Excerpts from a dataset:
══════

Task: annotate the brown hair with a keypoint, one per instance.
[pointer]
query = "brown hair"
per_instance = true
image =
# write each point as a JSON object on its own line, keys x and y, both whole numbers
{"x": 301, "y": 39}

══════

| Task statement |
Copy the lines of the entries above that mention "hair".

| Answer to this exercise |
Task: annotate the brown hair with a keypoint, one per instance.
query = "brown hair"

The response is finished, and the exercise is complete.